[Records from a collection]

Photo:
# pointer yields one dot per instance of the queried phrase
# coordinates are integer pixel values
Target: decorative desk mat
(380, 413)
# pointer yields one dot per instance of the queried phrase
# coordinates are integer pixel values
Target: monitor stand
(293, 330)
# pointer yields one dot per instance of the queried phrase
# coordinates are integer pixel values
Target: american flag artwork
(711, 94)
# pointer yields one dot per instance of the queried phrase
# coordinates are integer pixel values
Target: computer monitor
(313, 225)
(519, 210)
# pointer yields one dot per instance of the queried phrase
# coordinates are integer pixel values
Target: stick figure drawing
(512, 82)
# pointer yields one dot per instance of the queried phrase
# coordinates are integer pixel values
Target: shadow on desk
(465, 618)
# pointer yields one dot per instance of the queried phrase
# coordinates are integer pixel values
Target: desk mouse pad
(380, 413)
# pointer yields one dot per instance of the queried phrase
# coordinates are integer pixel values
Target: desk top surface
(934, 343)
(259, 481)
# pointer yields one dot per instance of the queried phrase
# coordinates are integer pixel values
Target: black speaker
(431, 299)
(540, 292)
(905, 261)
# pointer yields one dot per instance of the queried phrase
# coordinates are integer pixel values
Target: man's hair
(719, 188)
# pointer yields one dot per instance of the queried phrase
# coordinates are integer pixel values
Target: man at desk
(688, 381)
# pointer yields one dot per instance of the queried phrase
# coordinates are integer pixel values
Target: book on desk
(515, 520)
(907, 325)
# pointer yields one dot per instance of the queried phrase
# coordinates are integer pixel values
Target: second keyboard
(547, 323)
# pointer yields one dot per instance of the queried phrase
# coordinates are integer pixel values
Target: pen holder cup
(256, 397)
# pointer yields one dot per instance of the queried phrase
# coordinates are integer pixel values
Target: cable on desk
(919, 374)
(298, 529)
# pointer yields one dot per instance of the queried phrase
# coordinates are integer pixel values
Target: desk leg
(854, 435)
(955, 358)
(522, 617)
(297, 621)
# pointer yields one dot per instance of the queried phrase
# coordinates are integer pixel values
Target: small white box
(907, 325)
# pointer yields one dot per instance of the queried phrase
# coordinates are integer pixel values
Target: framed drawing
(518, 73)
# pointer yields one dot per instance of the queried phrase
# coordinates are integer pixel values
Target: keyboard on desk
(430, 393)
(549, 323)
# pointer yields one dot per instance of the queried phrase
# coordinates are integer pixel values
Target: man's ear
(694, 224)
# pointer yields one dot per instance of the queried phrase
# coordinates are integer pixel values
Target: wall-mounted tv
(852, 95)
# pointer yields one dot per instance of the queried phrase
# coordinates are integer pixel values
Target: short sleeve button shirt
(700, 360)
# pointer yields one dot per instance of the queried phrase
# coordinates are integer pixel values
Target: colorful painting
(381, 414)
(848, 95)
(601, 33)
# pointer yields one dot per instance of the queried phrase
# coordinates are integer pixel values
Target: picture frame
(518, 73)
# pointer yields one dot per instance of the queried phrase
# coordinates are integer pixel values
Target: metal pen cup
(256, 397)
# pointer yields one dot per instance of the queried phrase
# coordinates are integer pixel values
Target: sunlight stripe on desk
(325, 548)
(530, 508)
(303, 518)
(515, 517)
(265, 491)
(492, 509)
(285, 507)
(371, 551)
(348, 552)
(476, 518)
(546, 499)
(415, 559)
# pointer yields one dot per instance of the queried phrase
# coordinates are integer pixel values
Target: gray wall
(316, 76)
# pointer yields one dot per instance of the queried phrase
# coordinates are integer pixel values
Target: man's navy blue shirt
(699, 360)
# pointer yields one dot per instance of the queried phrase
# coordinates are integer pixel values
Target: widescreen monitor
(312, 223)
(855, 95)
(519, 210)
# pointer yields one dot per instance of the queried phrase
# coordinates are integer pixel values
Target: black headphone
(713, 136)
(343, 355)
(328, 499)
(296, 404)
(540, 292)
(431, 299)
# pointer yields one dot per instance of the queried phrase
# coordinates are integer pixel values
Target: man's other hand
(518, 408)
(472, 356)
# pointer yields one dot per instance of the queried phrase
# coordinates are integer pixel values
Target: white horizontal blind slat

[The task]:
Take the line that contains "Target: widescreen monitor" and every line after it to the end of the entries above, and reproduce them exactly.

[Reply]:
Target: widescreen monitor
(312, 223)
(855, 95)
(519, 210)
# pointer yields one dot per instance of the queried phrase
# coordinates are integer pixel values
Target: black headphone
(713, 136)
(343, 355)
(328, 499)
(296, 404)
(540, 292)
(431, 299)
# pointer yields one dot per instance of the queried phrase
# coordinates are integer pixel values
Target: man's other hand
(518, 408)
(472, 356)
# pointer yields one dot per instance of the queried phrase
# coordinates are integer pixel values
Target: white horizontal blind slat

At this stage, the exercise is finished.